**Problem to solve**
Format the records below, from the line containing "Task: locate the blue and" through the end of the records, as a two-column CSV with the header row instruction,response. Give one row per record: its text under instruction and its answer under response, each in a single quoted field with any line breaks replaced by spaces.

**Record extracts**
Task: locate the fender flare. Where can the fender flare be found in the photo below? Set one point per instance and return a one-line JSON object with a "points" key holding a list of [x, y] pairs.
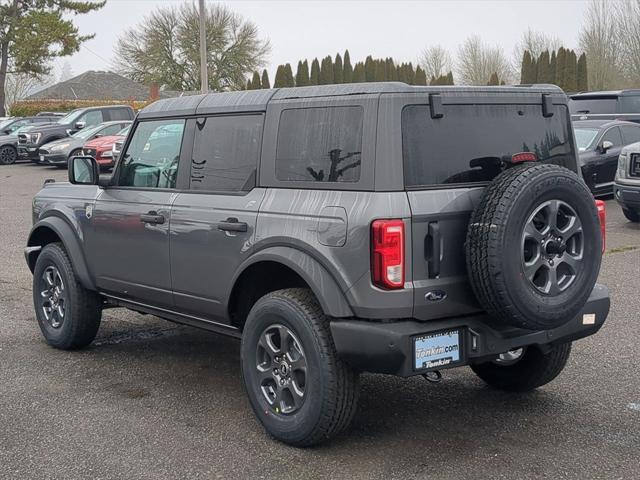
{"points": [[71, 243], [322, 284]]}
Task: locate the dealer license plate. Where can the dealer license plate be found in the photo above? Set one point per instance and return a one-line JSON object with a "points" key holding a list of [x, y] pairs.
{"points": [[437, 350]]}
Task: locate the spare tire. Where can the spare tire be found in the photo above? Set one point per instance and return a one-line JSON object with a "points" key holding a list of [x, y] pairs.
{"points": [[533, 247]]}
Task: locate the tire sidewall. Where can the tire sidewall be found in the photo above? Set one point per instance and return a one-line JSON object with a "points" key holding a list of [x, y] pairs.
{"points": [[298, 425], [545, 309], [51, 256]]}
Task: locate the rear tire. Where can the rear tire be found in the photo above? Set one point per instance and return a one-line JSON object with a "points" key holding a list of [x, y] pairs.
{"points": [[533, 370], [632, 215], [68, 314], [300, 409], [8, 155]]}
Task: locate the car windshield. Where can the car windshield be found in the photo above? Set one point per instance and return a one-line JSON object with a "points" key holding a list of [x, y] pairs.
{"points": [[87, 132], [584, 137], [71, 117], [124, 132]]}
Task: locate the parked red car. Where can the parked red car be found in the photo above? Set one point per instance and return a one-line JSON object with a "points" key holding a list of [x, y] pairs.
{"points": [[101, 148]]}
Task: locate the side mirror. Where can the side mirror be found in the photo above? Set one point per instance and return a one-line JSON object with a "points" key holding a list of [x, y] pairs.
{"points": [[84, 171], [606, 145]]}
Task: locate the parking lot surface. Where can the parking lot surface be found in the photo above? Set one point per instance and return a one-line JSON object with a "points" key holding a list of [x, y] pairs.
{"points": [[151, 399]]}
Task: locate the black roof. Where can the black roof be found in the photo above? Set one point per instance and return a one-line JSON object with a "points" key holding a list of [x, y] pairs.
{"points": [[605, 94], [257, 100], [601, 123]]}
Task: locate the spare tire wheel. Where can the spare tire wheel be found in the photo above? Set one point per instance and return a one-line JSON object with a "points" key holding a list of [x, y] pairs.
{"points": [[533, 246]]}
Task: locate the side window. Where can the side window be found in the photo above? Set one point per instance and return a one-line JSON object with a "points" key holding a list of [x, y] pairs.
{"points": [[612, 135], [117, 114], [320, 144], [225, 153], [93, 117], [630, 134], [151, 159]]}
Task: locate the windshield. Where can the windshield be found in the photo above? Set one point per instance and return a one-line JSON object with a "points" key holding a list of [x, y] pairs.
{"points": [[4, 123], [71, 117], [87, 132], [124, 132], [584, 137]]}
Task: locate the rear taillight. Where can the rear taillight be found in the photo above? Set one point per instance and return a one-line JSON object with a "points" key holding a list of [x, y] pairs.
{"points": [[602, 216], [387, 253]]}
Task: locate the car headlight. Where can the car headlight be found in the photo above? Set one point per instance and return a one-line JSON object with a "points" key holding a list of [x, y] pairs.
{"points": [[58, 147], [622, 166]]}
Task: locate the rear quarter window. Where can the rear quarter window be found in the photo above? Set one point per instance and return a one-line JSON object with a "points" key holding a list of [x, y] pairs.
{"points": [[320, 144], [470, 143]]}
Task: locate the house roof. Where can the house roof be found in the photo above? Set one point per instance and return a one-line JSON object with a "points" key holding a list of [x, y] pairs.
{"points": [[94, 85]]}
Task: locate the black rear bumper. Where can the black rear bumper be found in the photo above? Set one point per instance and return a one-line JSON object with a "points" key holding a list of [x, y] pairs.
{"points": [[387, 347]]}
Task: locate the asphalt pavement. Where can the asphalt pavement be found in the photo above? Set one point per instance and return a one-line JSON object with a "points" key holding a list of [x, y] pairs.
{"points": [[151, 399]]}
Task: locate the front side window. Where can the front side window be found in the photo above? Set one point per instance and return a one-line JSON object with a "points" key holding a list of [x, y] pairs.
{"points": [[320, 144], [151, 159], [470, 143], [225, 153]]}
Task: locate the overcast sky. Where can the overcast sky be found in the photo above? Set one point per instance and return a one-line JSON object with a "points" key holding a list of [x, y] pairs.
{"points": [[307, 29]]}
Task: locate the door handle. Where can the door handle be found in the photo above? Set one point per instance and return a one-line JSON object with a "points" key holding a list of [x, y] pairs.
{"points": [[433, 249], [232, 224], [152, 217]]}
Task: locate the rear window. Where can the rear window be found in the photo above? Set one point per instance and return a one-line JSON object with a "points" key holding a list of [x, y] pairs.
{"points": [[470, 143], [321, 144], [591, 105]]}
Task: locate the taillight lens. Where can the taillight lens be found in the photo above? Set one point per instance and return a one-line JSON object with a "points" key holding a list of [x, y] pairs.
{"points": [[602, 216], [387, 253]]}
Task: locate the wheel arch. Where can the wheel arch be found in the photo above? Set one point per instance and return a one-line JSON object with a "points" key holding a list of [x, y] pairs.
{"points": [[55, 229], [300, 269]]}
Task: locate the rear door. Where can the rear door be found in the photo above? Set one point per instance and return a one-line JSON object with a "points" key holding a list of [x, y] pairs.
{"points": [[449, 156], [213, 223]]}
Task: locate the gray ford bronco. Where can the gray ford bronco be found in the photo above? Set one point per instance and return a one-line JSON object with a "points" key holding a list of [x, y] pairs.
{"points": [[336, 229]]}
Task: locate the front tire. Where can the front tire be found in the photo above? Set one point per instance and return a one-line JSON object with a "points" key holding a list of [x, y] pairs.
{"points": [[535, 368], [631, 215], [68, 314], [299, 389]]}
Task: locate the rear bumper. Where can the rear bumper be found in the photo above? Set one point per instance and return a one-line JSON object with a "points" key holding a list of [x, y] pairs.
{"points": [[387, 347], [627, 195]]}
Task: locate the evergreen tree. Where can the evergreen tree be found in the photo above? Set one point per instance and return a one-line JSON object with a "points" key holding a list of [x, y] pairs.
{"points": [[525, 69], [369, 69], [560, 68], [543, 68], [326, 71], [338, 71], [359, 74], [347, 69], [583, 82], [255, 81], [381, 71], [302, 74], [571, 72], [314, 78], [288, 76], [279, 81], [265, 79], [421, 76], [553, 63]]}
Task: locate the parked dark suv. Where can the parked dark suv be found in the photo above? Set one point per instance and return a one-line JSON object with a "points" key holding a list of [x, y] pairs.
{"points": [[29, 143], [336, 229]]}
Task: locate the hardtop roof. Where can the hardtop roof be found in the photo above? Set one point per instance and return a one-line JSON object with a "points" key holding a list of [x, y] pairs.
{"points": [[257, 100]]}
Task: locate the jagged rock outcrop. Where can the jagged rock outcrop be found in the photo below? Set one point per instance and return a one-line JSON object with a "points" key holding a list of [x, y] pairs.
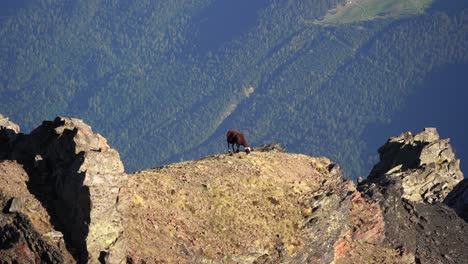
{"points": [[413, 177], [8, 132], [65, 198], [273, 207], [424, 164], [458, 199], [77, 177]]}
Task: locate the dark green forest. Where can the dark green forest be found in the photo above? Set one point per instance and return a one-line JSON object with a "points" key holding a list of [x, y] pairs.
{"points": [[159, 80]]}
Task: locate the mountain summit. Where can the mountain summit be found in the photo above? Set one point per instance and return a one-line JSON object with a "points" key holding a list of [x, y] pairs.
{"points": [[65, 198]]}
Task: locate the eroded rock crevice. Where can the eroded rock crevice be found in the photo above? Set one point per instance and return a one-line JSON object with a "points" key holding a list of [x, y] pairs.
{"points": [[77, 177]]}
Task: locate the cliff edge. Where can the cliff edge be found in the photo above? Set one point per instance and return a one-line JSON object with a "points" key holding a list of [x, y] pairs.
{"points": [[66, 199]]}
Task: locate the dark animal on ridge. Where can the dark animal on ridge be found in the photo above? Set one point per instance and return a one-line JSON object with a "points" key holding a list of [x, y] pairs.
{"points": [[236, 137]]}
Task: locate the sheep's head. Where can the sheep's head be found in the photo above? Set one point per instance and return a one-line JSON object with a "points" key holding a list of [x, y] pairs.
{"points": [[247, 150]]}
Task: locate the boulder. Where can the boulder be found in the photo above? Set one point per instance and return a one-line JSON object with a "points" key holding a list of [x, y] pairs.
{"points": [[78, 176], [424, 164]]}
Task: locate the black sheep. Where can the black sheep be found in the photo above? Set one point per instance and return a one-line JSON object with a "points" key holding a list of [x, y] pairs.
{"points": [[236, 137]]}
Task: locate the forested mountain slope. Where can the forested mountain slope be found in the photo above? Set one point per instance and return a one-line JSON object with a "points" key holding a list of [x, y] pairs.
{"points": [[159, 76]]}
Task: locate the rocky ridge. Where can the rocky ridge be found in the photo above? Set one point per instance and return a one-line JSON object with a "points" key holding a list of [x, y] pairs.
{"points": [[66, 198], [74, 178]]}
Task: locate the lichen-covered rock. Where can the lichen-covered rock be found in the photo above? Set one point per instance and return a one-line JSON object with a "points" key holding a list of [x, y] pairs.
{"points": [[413, 177], [87, 176], [424, 164], [78, 176]]}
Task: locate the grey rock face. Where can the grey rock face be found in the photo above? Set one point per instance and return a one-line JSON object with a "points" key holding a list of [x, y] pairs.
{"points": [[424, 164], [87, 175]]}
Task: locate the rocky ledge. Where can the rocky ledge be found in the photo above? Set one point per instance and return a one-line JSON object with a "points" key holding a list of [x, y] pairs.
{"points": [[66, 198], [68, 181]]}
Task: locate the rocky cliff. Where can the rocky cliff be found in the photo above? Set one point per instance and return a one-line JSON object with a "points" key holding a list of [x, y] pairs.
{"points": [[65, 198], [67, 181]]}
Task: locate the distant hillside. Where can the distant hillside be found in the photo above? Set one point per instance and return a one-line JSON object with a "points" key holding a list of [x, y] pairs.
{"points": [[164, 86], [64, 198]]}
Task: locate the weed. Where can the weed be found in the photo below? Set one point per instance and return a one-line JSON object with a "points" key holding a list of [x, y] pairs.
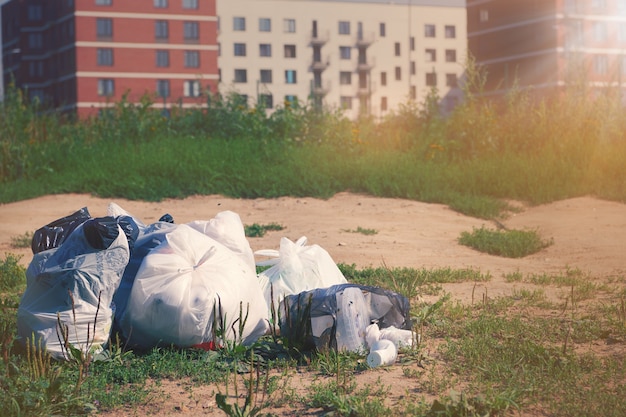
{"points": [[22, 241], [361, 230], [12, 274], [508, 243], [258, 230]]}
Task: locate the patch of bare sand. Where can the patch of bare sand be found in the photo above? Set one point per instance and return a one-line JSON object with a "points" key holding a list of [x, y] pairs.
{"points": [[589, 235]]}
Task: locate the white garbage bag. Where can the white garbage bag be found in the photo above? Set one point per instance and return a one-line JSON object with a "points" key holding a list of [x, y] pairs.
{"points": [[295, 268], [179, 286], [74, 283]]}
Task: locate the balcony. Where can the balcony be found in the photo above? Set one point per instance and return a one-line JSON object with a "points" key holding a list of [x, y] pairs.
{"points": [[319, 39], [363, 40], [365, 65], [320, 64], [320, 89]]}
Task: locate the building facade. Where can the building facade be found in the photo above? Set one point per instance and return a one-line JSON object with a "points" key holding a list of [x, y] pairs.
{"points": [[547, 45], [82, 55], [362, 56]]}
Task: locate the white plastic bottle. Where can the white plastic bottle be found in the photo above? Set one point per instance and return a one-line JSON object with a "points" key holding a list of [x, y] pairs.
{"points": [[383, 353]]}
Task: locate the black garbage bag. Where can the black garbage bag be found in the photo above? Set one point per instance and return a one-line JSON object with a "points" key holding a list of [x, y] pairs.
{"points": [[54, 234], [337, 317]]}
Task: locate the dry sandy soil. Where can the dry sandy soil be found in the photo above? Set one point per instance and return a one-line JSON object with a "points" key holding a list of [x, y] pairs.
{"points": [[589, 234]]}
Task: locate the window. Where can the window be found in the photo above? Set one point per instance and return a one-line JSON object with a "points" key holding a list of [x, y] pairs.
{"points": [[265, 24], [431, 79], [450, 55], [450, 31], [429, 31], [266, 76], [600, 31], [192, 59], [104, 57], [106, 87], [600, 64], [163, 88], [290, 77], [191, 88], [345, 78], [291, 99], [190, 30], [266, 100], [265, 49], [241, 76], [344, 27], [35, 68], [240, 49], [35, 40], [160, 29], [621, 33], [289, 25], [451, 80], [290, 51], [598, 4], [104, 27], [396, 49], [162, 58], [239, 24], [431, 55], [35, 12], [483, 15]]}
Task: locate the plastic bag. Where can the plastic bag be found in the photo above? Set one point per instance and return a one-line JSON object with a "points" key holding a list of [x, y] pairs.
{"points": [[181, 284], [54, 234], [147, 238], [295, 268], [338, 317], [74, 283]]}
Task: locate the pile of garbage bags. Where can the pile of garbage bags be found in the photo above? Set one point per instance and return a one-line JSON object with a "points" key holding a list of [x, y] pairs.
{"points": [[192, 284]]}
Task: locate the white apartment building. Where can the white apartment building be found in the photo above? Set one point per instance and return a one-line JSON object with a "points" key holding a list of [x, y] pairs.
{"points": [[363, 56]]}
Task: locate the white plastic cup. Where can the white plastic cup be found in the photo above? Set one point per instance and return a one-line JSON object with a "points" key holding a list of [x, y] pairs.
{"points": [[400, 337], [383, 353]]}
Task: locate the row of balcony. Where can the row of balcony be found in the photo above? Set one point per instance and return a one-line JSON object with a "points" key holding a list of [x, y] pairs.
{"points": [[360, 40], [324, 87], [362, 65]]}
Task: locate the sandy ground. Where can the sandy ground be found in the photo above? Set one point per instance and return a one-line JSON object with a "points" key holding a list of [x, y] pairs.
{"points": [[589, 234]]}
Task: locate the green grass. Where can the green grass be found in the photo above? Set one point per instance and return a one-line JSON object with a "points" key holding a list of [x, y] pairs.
{"points": [[488, 357], [474, 160], [507, 243]]}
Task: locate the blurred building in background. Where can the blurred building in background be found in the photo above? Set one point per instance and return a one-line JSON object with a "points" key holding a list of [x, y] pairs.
{"points": [[366, 57], [547, 45], [82, 55]]}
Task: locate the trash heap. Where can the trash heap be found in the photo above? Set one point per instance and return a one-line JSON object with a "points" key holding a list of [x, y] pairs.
{"points": [[195, 284]]}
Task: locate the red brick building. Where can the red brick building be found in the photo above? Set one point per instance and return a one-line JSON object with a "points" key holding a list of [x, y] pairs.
{"points": [[81, 55], [548, 44]]}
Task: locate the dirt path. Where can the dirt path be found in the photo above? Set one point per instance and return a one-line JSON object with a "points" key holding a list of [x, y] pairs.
{"points": [[589, 234]]}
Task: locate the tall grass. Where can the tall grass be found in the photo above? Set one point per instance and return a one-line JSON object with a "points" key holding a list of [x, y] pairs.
{"points": [[483, 152]]}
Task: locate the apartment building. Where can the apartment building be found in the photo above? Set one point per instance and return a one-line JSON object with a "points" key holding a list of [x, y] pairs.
{"points": [[546, 45], [362, 56], [82, 55]]}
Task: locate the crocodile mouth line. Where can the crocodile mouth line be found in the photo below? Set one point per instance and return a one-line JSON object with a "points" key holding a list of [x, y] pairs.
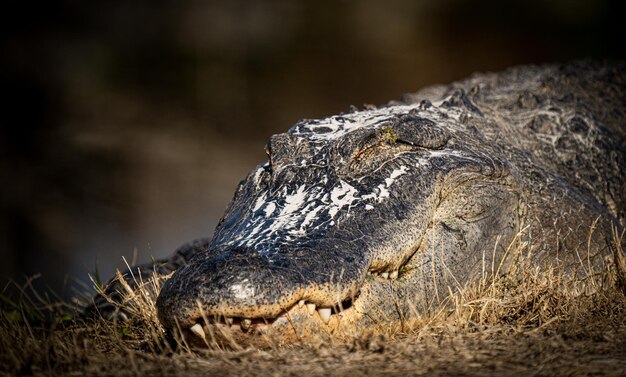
{"points": [[303, 312]]}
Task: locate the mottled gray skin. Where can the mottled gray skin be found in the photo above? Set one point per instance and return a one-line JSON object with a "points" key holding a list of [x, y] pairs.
{"points": [[424, 187]]}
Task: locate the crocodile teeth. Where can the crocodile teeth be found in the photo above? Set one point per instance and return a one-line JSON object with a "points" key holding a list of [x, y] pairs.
{"points": [[198, 330], [310, 308], [245, 324], [324, 314]]}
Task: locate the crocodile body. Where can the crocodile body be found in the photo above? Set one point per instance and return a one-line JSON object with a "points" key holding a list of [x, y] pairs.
{"points": [[413, 198]]}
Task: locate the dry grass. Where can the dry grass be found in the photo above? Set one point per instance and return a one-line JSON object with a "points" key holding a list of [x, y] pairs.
{"points": [[521, 320]]}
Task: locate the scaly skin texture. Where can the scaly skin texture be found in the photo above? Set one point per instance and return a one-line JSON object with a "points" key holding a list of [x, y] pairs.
{"points": [[420, 188]]}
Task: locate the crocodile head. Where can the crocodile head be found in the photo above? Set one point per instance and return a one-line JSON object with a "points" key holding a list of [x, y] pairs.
{"points": [[335, 222]]}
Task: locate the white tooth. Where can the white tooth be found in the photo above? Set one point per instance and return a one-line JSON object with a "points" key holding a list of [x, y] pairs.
{"points": [[245, 323], [198, 330], [310, 307], [324, 314]]}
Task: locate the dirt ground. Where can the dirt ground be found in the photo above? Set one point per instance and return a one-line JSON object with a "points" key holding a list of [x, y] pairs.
{"points": [[526, 322]]}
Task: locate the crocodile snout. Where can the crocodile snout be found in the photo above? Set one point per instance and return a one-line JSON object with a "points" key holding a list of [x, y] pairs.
{"points": [[244, 285]]}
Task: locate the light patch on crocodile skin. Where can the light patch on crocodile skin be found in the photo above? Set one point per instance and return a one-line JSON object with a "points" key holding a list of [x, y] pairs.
{"points": [[242, 290], [333, 127], [290, 212]]}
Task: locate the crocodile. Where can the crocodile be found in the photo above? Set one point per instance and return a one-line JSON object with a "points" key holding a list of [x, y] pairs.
{"points": [[379, 214]]}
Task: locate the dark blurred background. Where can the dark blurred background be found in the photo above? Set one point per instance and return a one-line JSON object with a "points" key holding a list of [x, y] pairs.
{"points": [[126, 125]]}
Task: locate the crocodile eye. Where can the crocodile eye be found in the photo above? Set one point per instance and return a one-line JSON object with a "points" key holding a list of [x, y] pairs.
{"points": [[419, 132]]}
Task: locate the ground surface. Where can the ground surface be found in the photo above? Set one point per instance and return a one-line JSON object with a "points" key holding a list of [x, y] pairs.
{"points": [[527, 321]]}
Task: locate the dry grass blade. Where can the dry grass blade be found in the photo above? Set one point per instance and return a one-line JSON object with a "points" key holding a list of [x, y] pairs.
{"points": [[515, 319]]}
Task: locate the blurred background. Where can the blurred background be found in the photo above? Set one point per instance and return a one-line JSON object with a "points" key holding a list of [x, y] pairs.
{"points": [[126, 125]]}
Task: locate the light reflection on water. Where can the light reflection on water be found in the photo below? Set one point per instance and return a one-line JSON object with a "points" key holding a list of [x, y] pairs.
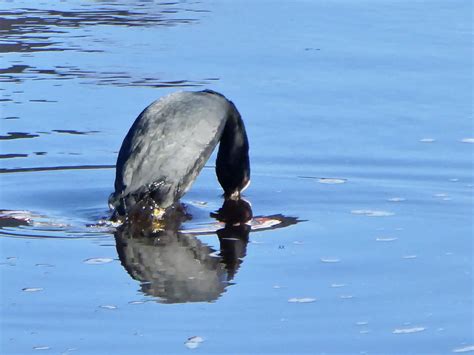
{"points": [[359, 122]]}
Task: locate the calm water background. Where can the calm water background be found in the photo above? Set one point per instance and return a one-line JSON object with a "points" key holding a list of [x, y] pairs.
{"points": [[359, 116]]}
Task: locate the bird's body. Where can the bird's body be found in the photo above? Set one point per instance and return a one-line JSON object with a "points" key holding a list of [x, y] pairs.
{"points": [[169, 143]]}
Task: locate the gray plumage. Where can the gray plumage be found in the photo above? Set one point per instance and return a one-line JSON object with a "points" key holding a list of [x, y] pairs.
{"points": [[169, 143]]}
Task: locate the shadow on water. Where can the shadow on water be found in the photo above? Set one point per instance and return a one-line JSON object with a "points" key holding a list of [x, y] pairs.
{"points": [[178, 267]]}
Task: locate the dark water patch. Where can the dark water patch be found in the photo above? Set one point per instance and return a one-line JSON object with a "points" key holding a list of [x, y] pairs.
{"points": [[20, 73], [55, 168], [18, 135], [73, 131], [34, 30], [41, 100], [10, 156]]}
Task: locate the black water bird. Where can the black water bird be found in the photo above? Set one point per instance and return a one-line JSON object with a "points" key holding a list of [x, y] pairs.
{"points": [[169, 143]]}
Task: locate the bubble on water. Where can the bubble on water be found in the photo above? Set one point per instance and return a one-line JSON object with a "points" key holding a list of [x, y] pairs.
{"points": [[464, 349], [32, 289], [408, 330], [331, 181], [302, 300], [372, 213], [385, 239], [96, 261], [193, 342], [198, 203], [44, 265], [108, 306], [330, 260], [396, 199]]}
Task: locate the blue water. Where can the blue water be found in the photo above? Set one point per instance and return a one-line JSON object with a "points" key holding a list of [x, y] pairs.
{"points": [[359, 116]]}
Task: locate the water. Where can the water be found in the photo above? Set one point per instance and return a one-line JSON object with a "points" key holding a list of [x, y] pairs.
{"points": [[359, 116]]}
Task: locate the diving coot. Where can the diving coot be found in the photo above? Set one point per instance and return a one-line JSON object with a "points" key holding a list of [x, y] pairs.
{"points": [[169, 143]]}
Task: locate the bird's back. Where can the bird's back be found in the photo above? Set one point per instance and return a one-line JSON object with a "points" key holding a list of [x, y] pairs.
{"points": [[168, 145]]}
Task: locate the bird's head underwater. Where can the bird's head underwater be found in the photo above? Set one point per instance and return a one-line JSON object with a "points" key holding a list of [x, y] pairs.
{"points": [[168, 145]]}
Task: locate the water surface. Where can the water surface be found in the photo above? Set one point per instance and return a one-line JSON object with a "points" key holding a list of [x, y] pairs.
{"points": [[359, 116]]}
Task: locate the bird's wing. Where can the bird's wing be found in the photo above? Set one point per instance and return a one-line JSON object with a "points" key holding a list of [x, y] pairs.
{"points": [[169, 143]]}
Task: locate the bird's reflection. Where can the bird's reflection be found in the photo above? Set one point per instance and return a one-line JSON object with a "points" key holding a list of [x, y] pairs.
{"points": [[177, 267]]}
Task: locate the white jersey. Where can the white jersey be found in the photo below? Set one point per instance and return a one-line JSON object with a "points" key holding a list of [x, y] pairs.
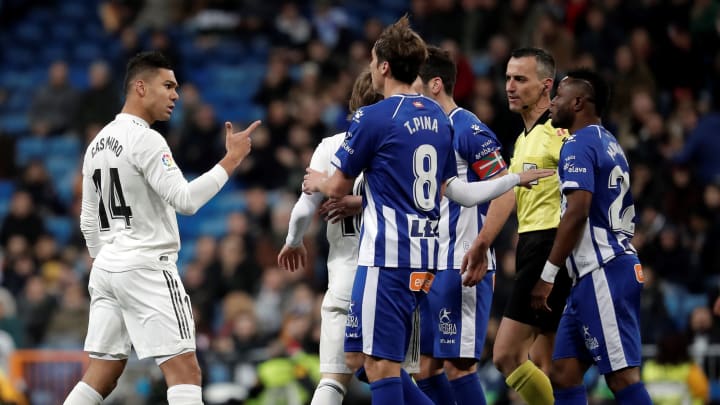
{"points": [[343, 237], [131, 191]]}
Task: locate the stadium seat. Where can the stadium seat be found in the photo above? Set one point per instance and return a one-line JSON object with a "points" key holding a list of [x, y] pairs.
{"points": [[29, 148], [61, 228]]}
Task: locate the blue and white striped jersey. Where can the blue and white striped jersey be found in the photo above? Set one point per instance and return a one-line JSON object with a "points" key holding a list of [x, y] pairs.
{"points": [[592, 160], [404, 146], [477, 151]]}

**Reply**
instruction,response
"Task: locate the blue and white striped jersey. Where can the blue and white striped jersey be found in the photo above? Set one point per instance and return a one-line JSON object with a ""points"" key holding a list of [x, y] pairs.","{""points"": [[592, 160], [404, 146], [477, 151]]}"